▶ Dataset rows
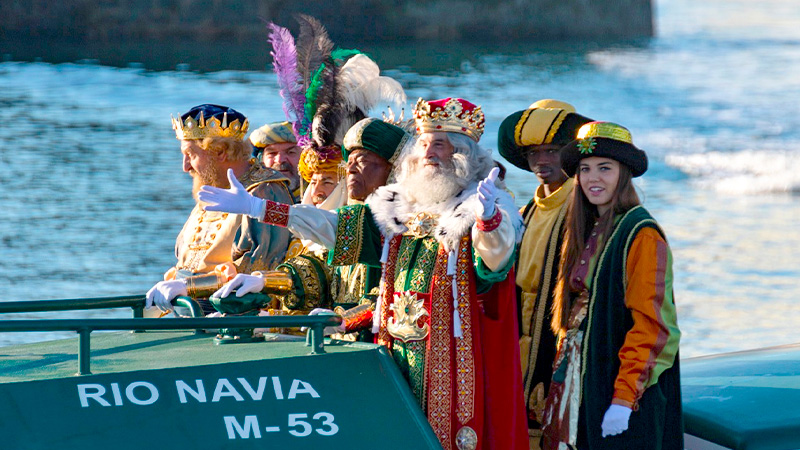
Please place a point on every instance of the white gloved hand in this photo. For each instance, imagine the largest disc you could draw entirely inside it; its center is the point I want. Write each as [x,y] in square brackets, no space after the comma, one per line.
[615,421]
[235,200]
[163,292]
[242,284]
[487,195]
[328,330]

▶ Goal
Please reproduce the data above with "white gloved hand" swapped for "white-gloved hand", leaving everything else unchanged and omitting the pictures.

▶ Output of the exercise
Please place a point on every instance of the white-gloved hand in this photo. For each instance, imagine the largest disc you could draw entirely inside it; its center is the point I want. Write each as [x,y] in square brackets, no space after the comma, one per line.
[615,421]
[235,200]
[163,292]
[242,284]
[487,195]
[328,330]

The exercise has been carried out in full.